• [PROBLEM] In the entries below, reproduce verbatim every line from the line containing "Indicate one point for each instance of the man in red" to the line containing "(1065, 515)", including both of those lines.

# Start of DATA PROVIDED

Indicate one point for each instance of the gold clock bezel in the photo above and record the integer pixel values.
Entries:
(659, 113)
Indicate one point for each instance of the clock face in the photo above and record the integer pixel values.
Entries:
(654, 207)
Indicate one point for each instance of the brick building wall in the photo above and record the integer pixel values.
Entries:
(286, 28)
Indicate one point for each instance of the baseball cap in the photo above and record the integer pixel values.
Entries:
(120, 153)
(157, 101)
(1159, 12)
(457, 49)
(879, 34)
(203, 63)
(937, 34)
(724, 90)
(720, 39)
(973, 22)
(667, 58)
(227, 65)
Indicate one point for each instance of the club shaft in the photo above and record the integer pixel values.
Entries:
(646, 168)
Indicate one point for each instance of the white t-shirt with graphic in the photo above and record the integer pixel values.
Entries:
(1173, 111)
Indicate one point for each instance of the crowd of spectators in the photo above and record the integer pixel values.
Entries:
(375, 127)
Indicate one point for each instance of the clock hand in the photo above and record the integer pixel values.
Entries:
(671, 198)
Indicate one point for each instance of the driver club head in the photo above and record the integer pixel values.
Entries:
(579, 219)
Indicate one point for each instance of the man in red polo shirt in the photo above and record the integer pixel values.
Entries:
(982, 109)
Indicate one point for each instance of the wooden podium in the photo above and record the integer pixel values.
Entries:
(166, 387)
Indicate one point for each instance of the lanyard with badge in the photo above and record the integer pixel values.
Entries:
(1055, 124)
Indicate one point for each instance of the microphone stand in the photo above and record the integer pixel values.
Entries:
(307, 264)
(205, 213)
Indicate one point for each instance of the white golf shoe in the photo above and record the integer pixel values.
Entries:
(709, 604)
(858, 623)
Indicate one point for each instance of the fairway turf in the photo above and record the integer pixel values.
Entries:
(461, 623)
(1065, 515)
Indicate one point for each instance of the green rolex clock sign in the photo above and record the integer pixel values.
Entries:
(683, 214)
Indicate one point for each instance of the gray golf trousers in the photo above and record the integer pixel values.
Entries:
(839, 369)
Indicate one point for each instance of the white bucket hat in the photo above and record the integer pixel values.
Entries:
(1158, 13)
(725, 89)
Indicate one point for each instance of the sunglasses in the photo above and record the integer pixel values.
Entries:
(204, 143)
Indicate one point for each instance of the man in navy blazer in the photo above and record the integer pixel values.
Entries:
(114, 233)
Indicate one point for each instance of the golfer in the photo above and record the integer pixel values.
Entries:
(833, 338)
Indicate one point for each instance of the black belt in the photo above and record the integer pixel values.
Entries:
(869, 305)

# End of DATA PROVIDED

• [ANSWER TO THE PROBLEM]
Indicate one point for each instance of the man in red polo shirt in the photo above and record the integer pixel values.
Entries:
(982, 109)
Indicate one point for each instance of the wooden podium in the photo above and record the integer pixel values.
Entries:
(166, 387)
Indicate one point for each instance of the lanyard with badge in the photo above and record the integer pixel values.
Entries:
(1055, 124)
Indicate one point for each instance of the microphone stand in the photo above and record the integer pixel values.
Entries:
(307, 264)
(205, 213)
Indicate one point for each instance of the white golf shoe in the photo above and record the integer pixel values.
Entries:
(709, 604)
(858, 623)
Indicate one point for each instance of the fairway turf in the photo above and record the integer pixel values.
Entries:
(461, 623)
(1065, 515)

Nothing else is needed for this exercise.